[WHAT IS EXPECTED]
Print every one of the records below exactly, line for line. Leave the pictures out of your answer.

------ MATERIAL SUPPLIED ------

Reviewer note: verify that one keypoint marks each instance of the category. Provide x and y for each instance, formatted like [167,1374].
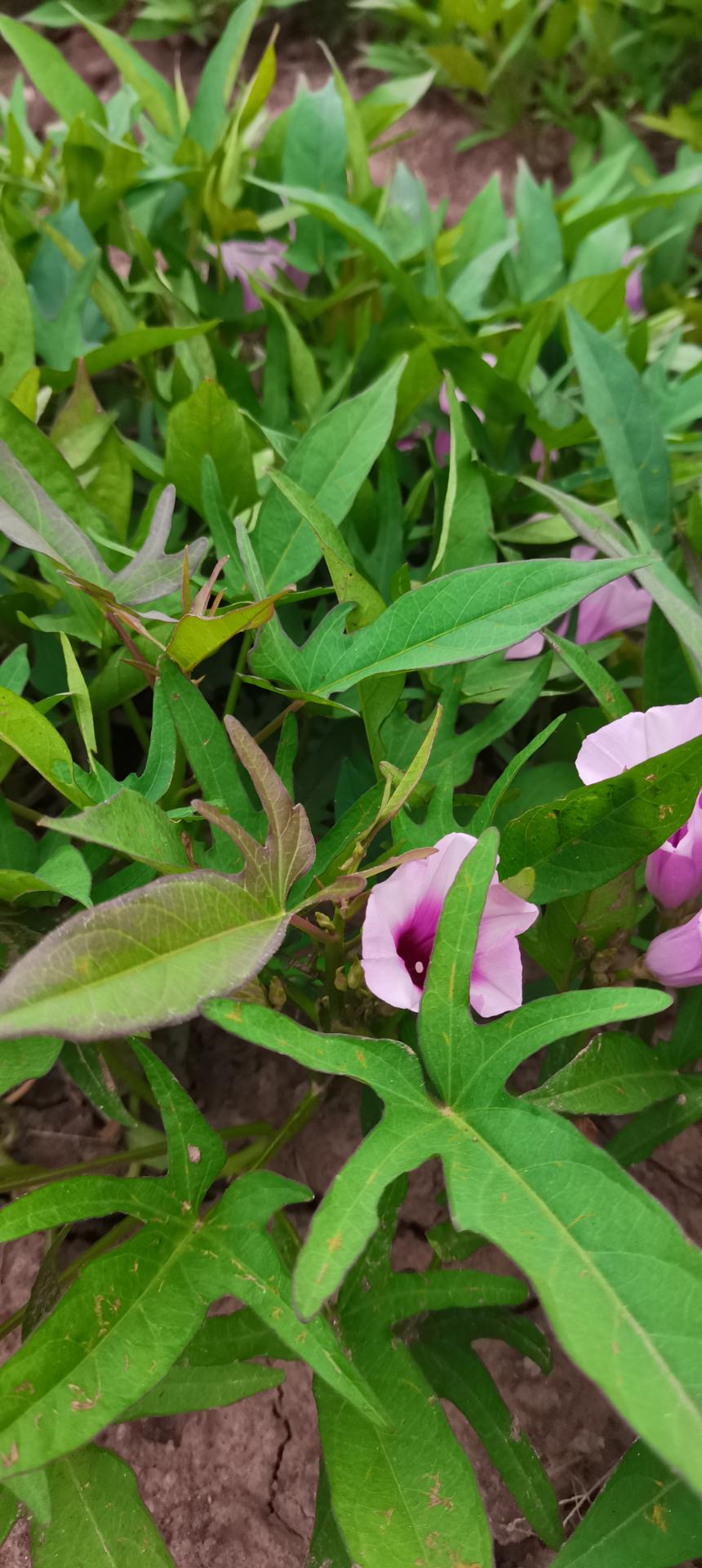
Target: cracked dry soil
[235,1489]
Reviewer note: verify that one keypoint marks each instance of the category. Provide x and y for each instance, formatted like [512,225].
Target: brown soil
[235,1489]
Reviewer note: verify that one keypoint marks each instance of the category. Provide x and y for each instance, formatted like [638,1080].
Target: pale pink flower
[402,921]
[616,608]
[635,281]
[243,259]
[538,455]
[637,737]
[676,957]
[414,436]
[674,872]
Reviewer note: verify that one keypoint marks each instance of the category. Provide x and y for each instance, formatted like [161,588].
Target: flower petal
[637,737]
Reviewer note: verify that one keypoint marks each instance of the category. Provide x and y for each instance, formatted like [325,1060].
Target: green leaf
[47,468]
[220,74]
[25,1058]
[659,1125]
[621,821]
[153,91]
[97,1517]
[643,1515]
[192,1387]
[606,692]
[327,1547]
[211,756]
[487,811]
[330,465]
[466,538]
[540,259]
[51,73]
[90,1073]
[611,1076]
[356,228]
[198,637]
[209,424]
[303,368]
[349,584]
[35,739]
[8,1515]
[78,697]
[456,1372]
[16,328]
[160,761]
[129,347]
[136,1310]
[30,518]
[194,1150]
[605,1258]
[58,871]
[618,405]
[412,1294]
[468,615]
[153,956]
[666,590]
[15,670]
[403,1494]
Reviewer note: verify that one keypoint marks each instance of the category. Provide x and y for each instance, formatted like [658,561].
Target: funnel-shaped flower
[676,957]
[243,259]
[616,608]
[637,737]
[674,872]
[402,921]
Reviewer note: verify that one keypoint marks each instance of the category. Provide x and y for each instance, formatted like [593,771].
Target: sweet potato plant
[351,698]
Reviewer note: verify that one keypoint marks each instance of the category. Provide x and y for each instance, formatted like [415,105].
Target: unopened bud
[276,993]
[354,976]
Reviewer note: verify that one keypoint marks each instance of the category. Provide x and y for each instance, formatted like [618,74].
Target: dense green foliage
[272,519]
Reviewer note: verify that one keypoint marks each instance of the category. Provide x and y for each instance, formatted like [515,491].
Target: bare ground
[233,1489]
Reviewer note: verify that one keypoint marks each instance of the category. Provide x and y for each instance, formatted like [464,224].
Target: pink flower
[616,608]
[402,921]
[243,259]
[528,648]
[637,737]
[674,872]
[635,287]
[676,957]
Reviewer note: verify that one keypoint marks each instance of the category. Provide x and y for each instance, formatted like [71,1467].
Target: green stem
[300,1117]
[134,717]
[102,1245]
[105,742]
[25,813]
[37,1175]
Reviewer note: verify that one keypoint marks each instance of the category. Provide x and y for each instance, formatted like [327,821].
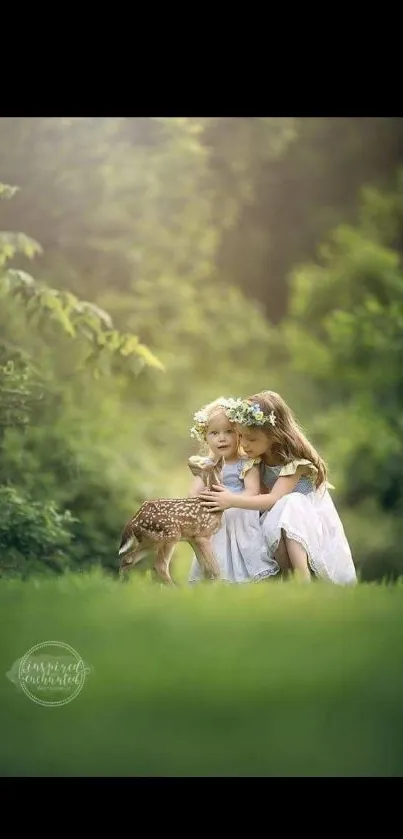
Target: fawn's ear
[196,463]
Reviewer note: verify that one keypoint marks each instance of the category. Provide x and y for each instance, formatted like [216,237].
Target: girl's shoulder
[306,468]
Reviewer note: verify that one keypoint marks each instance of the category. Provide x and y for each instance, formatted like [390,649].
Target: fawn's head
[209,470]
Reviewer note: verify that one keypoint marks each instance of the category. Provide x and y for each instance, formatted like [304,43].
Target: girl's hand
[217,499]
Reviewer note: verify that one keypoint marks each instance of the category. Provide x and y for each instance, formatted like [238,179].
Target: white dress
[238,545]
[309,516]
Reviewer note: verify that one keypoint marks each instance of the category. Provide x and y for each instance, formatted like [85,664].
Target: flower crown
[237,410]
[241,412]
[201,419]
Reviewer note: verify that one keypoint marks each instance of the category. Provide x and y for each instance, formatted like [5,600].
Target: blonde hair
[288,441]
[206,414]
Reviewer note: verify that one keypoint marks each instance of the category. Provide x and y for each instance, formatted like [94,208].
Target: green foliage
[35,537]
[347,312]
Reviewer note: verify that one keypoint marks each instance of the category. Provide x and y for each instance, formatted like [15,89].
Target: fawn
[160,524]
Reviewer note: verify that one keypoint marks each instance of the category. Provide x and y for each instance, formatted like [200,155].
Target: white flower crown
[241,412]
[201,419]
[237,410]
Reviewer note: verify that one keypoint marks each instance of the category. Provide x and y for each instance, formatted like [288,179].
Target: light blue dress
[238,545]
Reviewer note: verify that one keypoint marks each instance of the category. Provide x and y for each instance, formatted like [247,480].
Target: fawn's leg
[205,554]
[298,559]
[281,556]
[161,564]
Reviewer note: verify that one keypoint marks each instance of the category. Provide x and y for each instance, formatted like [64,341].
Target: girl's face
[222,437]
[254,441]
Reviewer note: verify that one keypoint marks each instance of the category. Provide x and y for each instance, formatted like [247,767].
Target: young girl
[238,544]
[300,525]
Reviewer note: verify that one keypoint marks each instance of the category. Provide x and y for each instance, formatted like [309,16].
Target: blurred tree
[344,333]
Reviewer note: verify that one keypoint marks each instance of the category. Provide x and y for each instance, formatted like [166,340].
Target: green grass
[269,679]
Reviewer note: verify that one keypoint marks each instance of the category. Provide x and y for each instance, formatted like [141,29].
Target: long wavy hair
[288,441]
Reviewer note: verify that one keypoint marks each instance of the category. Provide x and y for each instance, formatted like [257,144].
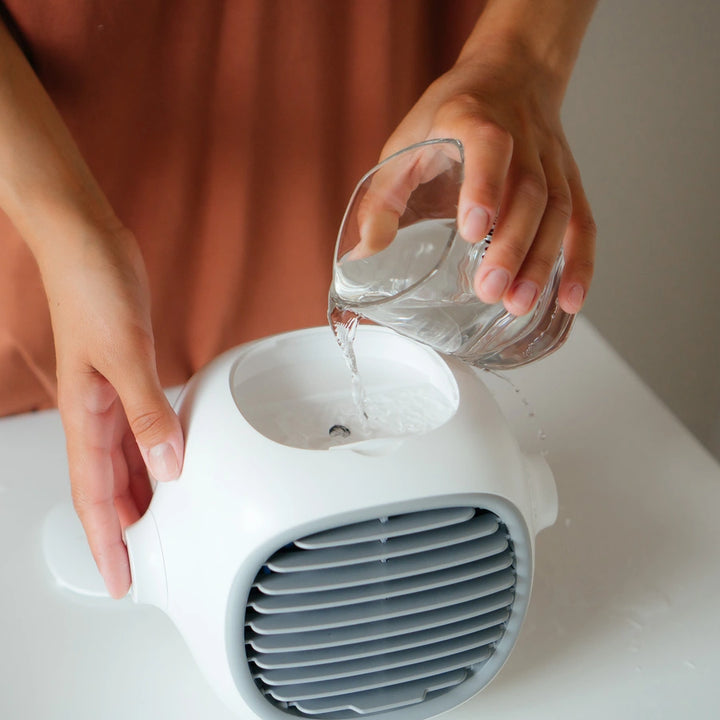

------

[EXERCISE RESPONSE]
Reviewer note: verify that one keypoint marks each instance of the category. Provide x and y for each instance, formatted like [167,1374].
Target: cracked dry soil
[235,1489]
Reviewer note: verify that one keypoint marks each instance of the category. Provide x and y for each instance, formatted like [512,225].
Target: brown soil
[235,1489]
Reviewer note: verify that one keypoint marks each instance of the category. Provide x and y for each instance, formatted like [638,1080].
Target: pale pink flower
[402,921]
[616,608]
[635,281]
[243,259]
[538,455]
[637,737]
[676,957]
[414,436]
[674,872]
Reviewer note: verify that one keypoint marks each instance of the category. Provide x and y for each instance, formatted like [161,588].
Target: flower petal
[637,737]
Reviewer note: verify that one keypoint marks each instance of the category. Provide x and y for each instance, formatted like [325,1060].
Target: green leaf
[47,468]
[220,74]
[25,1058]
[659,1125]
[621,821]
[153,91]
[97,1517]
[643,1515]
[192,1387]
[606,692]
[327,1547]
[211,756]
[487,811]
[330,465]
[466,538]
[540,259]
[51,73]
[90,1073]
[611,1076]
[356,228]
[198,637]
[209,424]
[303,368]
[349,584]
[35,739]
[8,1515]
[78,697]
[456,1372]
[16,328]
[160,761]
[129,347]
[136,1310]
[30,518]
[194,1150]
[605,1258]
[58,871]
[618,405]
[412,1294]
[468,615]
[153,956]
[666,590]
[15,670]
[403,1494]
Reviewer note: verify that one keypoint marks each instance of the category. Provide x and y for each instance, formatted like [658,561].
Target: funnel-shaped flower
[676,957]
[243,259]
[616,608]
[637,737]
[674,872]
[402,921]
Reviewer note: verify that one keypoint marks each instance of the category. Provide x and y for each instance, formatted like [593,771].
Target: sweet potato plant
[351,698]
Reviewer note: verify that one keypoint marks each instance of the category. Provide x and y for each instance, formatted like [415,105].
Target: unopened bud
[276,993]
[354,976]
Reviewer note: verify that one keypoint marks each instance of the category. Provide x and y for each instance, formatted like [618,74].
Target: dense green foliage
[272,519]
Reviewer note: verify that one keypoint marks each instance of the category. Provide x and y for each instance, formatted like [515,491].
Target: bare ground
[233,1489]
Reviewer note: verify that one keypoint marks each instance of the category. Provide x and y for each instance, formatted like [464,224].
Target: pink flower
[616,608]
[402,921]
[243,259]
[528,648]
[637,737]
[674,872]
[635,287]
[676,957]
Reviewer note: verify that one keypoint marks each instance of the category. Provide x and y for each instance, formatted like [71,1467].
Target: green stem
[300,1117]
[134,717]
[102,1245]
[105,742]
[25,813]
[37,1175]
Reviewer note: verify that one keypoint marks each instance of the category. Provide x and y for each instance, formatted like [327,821].
Target: fawn's ear
[196,463]
Reviewer note: verify that one keypoint marks each instance of the category. Provide x and y for each instance, formatted like [216,237].
Target: girl's shoulder
[306,468]
Reviewer note: verify that one keypoint marks each instance of the category. Provide x and y for each instance, formatted like [390,649].
Target: fawn's head
[209,470]
Reviewer note: verify that one keypoint marks each instance of the category. Provide x and y for each instance, formatted like [304,43].
Target: girl's hand
[217,499]
Reviewer note: verify that one keypoint marks each instance of the category. Provide x and y for each instance, formatted like [238,179].
Target: white dress
[238,545]
[309,516]
Reviewer note: verify that one keypoint marks each instance of the category. Provide x and y for each instance, formatted like [85,664].
Target: flower crown
[237,410]
[241,412]
[201,419]
Reviewer note: verify that one keypoint marks each instance of the category. Provide x and y for each instance, formatted like [5,600].
Target: blonde hair
[288,441]
[206,414]
Reviewer note: verify that one keypoint marks each instance of the category. Provide x and y for each instance, formatted like [94,208].
Target: green foliage
[35,537]
[347,312]
Reviewer note: verify that one keypoint marks each instance of the category. Provide x and y for each instance, formatted like [15,89].
Target: fawn
[160,524]
Reviewer note: verify that one keypoint marks each instance of the category. Provide x and y for each instance, formatted like [200,155].
Target: white flower crown
[241,412]
[201,419]
[237,410]
Reviewer note: verify that one keypoint marks each instance of the category. Provide x and y for each instance, formatted like [288,179].
Target: light blue dress
[238,545]
Reviewer note: verify that one keypoint marks each instance of the category. Provide x and y for each instance, formatted like [247,480].
Target: fawn's leg
[205,554]
[298,559]
[281,556]
[161,564]
Reviewer note: verify that one keypoint marks each instance of the category. Provide x and y for each instance, formatted like [64,341].
Target: girl's face
[222,437]
[254,441]
Reviewer note: verify that one keypoint marks each instance of the category. Provide x and y for each instance, formatted like [247,767].
Target: young girl
[238,544]
[300,525]
Reviewer note: verify that one keypoint marks each instance of the category. Provide x and y for each instance, formatted like [309,16].
Target: blurred tree
[344,333]
Reviewer note: verify that one keypoint marks each instance of the category. Provide x and y for each instance, formatted like [166,340].
Target: green grass
[269,679]
Reviewer note: verify that one keypoint marks each instance of the category. Provide x and y for each instance, formatted like [141,29].
Target: long wavy hair
[288,441]
Reviewer note: verify that one keypoint marks each instance of the category. Provide x and y for each instance, formatted like [257,144].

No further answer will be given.